**Task instructions:** Lay out every line of the entries below as a JSON list of strings, one string per line, leaving out any blank lines.

* start *

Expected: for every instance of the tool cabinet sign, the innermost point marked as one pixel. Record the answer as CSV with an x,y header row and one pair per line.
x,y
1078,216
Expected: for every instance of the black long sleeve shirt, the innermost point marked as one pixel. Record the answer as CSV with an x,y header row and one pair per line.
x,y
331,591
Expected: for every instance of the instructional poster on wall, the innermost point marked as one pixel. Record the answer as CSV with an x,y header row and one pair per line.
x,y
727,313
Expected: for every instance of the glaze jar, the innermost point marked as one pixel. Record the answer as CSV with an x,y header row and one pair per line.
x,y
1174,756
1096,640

* end *

**Result:**
[
  "Expected: for every instance of the tool cabinet sign, the innermost point marked as one pixel. Record the answer as CSV with an x,y header row and one pair per line.",
  "x,y",
  "1078,216",
  "Expected: for every instance of the black long sleeve shirt, the innermost point marked as one pixel. Record the answer as CSV with an x,y header row and one pair per line.",
  "x,y",
  "331,591",
  "Expected: for every instance of the instructional poster on wall, the innermost point marked as one pixel. Record the answer as CSV with an x,y header row and one pair per line.",
  "x,y",
  "727,313",
  "Expected: for every instance of the glaze jar, the innermost point marked as one pixel. Record the answer as CSV with an x,y header row and one pair per line.",
  "x,y",
  "1174,756",
  "1096,640"
]